╭─ TRECHO APRESENTADO
Durante quase 700 anos, a Igreja e Estado se uniram numa prévia do totalitarismo
Por Eduardo Szklarz
Por Eduardo Szklarz
Ainda era madrugada quando uma multidão tomou conta da Plaza del
Volador, na Cidade do México, naquele 11 de abril de 1649. Muita gente
tinha viajado dias a fio para garantir um dos 16 mil assentos perto do
palco – uma gigantesca plataforma de 860 metros quadrados adornada com
figuras de crianças tocando trombetas. Depois de um mês de preparativos,
chegara o dia do auto-de-fé, a representação terrena do Dia do Juízo. A
grande atração da festa eram 13 prisioneiros acusados de professar o
judaísmo em segredo. Eles já haviam sido perdoados uma vez, mas
reincidiram no crime. Os inquisidores os chamavam de “relaxados ao braço
secular” – ou seja, saíam da responsabilidade da Igreja para serem
mortos pelas autoridades do governo.
Ao amanhecer, a procissão com
os acusados deixou a sede do Santo Ofício em direção ao palco para a
celebração da missa. No começo da fila, 57 bonecos (as “efígies”), que
representavam hereges fugidos ou já mortos, eram carregados. Depois iam
dezenas de prisioneiros “reconciliados”, que teriam direito de viver
desde que não voltassem a cometer heresias. Atrás deles, os 13
condenados à morte, segurando uma cruz e vestindo um chapéu em forma de
cone (chamado coroza) e o sambenito (túnica com desenhos do demônio). Os
inquisidores, a cavalo, vinham por último na fila do cortejo, seguidos
por uma mula enfeitada com sinos de ouro e prata, que carregava um baú
com os relatórios dos processos e as sentenças dos acusados.
╰─
╭─ CONJUNTO DE DADOS
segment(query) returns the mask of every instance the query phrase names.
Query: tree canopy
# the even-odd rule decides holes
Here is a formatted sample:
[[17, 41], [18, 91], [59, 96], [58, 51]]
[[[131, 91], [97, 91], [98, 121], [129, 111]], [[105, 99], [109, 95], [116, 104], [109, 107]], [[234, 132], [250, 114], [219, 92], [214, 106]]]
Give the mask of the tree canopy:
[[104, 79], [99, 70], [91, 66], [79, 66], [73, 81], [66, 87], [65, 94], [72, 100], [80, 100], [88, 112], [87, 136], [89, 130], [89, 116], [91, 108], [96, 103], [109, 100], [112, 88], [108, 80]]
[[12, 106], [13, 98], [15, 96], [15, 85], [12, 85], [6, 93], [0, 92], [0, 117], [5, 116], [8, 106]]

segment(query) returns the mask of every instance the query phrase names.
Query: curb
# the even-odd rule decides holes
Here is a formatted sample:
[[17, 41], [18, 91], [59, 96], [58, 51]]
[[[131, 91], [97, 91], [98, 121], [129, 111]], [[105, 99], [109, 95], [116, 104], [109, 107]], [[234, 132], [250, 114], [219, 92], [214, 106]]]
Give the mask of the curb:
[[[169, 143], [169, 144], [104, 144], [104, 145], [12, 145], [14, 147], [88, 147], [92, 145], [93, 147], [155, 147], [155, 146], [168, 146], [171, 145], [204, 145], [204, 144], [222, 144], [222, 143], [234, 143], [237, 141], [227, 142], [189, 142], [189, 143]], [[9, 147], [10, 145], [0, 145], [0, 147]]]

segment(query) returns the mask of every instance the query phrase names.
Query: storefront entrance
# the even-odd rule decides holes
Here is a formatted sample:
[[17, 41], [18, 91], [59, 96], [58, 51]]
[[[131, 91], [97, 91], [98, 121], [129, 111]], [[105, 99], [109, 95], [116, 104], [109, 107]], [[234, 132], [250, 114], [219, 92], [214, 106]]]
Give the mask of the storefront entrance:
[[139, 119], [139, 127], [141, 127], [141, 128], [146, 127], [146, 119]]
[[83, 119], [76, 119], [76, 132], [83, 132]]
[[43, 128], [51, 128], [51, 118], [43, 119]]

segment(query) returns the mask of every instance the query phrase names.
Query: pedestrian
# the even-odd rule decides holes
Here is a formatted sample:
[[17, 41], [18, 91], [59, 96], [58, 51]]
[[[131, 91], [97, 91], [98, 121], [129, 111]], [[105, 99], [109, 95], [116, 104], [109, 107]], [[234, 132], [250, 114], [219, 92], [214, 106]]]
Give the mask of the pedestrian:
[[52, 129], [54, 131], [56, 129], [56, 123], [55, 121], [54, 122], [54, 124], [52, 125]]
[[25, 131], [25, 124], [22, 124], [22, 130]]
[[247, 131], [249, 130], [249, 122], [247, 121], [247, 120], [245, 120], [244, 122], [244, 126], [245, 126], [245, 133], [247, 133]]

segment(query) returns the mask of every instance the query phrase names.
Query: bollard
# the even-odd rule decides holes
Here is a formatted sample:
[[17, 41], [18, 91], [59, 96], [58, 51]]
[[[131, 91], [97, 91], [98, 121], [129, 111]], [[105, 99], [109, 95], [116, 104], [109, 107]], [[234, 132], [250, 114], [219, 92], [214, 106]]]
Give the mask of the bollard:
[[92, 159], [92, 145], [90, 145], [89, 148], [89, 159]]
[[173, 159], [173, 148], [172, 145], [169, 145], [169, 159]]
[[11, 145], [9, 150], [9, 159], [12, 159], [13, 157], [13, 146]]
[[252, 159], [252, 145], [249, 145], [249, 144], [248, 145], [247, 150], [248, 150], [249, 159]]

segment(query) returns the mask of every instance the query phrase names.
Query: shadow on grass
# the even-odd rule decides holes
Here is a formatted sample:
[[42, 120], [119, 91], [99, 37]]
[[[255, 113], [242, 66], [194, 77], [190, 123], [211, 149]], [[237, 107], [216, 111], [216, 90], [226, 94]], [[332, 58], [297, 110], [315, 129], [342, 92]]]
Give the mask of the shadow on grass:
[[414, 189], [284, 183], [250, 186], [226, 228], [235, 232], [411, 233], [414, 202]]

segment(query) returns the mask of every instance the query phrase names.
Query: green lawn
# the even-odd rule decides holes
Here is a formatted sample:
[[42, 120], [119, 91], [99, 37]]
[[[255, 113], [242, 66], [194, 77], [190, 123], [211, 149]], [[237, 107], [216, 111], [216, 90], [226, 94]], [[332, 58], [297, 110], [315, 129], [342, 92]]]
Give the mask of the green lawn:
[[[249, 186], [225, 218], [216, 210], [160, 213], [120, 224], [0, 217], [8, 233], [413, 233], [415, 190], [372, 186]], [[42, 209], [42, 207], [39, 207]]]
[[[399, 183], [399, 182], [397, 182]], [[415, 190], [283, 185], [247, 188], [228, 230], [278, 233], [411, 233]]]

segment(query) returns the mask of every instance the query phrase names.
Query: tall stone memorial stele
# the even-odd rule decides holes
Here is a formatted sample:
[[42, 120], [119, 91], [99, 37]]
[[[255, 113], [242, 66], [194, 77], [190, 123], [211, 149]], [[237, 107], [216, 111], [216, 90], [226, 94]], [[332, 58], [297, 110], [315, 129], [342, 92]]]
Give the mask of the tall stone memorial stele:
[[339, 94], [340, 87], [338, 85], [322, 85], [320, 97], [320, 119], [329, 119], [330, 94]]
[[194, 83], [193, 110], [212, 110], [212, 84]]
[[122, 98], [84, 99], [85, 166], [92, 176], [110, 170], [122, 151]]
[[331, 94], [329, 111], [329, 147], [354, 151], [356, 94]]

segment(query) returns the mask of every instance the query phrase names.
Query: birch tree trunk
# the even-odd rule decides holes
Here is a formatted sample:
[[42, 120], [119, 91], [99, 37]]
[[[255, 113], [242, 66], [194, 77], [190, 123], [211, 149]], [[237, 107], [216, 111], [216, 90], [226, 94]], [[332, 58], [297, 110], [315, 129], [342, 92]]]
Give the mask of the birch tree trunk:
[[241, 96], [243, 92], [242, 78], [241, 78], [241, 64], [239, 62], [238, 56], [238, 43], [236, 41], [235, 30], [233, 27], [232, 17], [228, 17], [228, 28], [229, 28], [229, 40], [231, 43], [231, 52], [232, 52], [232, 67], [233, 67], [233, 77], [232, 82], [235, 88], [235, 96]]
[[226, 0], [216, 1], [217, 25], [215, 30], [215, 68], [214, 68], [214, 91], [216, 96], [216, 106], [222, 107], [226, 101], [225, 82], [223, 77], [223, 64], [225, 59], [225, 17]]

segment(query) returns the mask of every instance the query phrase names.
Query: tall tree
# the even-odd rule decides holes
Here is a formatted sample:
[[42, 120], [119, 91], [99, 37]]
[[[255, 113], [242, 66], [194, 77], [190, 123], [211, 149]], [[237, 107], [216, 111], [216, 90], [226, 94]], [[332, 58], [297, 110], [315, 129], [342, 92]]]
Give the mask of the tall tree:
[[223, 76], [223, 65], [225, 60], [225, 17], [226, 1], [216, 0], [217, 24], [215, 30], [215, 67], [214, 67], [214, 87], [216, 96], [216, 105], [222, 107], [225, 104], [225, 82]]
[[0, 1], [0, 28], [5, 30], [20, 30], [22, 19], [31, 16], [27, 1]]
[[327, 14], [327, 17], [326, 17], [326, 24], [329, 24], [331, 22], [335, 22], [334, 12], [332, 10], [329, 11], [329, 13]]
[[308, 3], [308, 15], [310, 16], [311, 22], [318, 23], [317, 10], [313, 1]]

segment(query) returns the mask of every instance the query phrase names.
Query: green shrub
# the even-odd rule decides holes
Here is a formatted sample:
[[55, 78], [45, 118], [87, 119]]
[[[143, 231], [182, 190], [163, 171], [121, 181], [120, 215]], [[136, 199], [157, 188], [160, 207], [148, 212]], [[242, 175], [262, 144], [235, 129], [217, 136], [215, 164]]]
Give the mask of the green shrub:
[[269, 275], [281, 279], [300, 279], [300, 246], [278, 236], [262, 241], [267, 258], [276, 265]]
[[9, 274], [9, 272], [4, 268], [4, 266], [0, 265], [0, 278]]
╰─
§ O QUE FAZER:
Prossiga o relato sobre o auto-de-fé de 1649 na Cidade do México, começando logo depois da última frase apresentada.

§ EM RESPOSTA:
Depois
da missa, os relaxados ouviram sua sentença de morte no palco. Quase
todos garantiram ser bons cristãos e pediram misericórdia. Apenas um,
Tomás Treviño de Sobremonte, admitiu que era judeu e não implorou
perdão. Por isso, foi queimado vivo. Os outros tiveram um destino mais
piedoso: o garrote – e só depois foram jogados, já mortos, na fogueira.
Os bonecos também arderam nas chamas. Como os hereges que eles
representavam não estavam presentes, esse ritual era chamado de “queima
em efígie” e, na prática, servia para encher de vergonha seus parentes e
descendentes. Já os reconciliados receberam penas “leves”, como
açoites, torturas e confisco de bens. A festança varou a noite, com a
plateia alvoroçada.
O auto-de-fé de 1649 foi talvez o maior já
realizado nas Américas. Mas hoje os historiadores sabem que espetáculos
assim eram apenas a ponta do iceberg do que realmente foi a Inquisição.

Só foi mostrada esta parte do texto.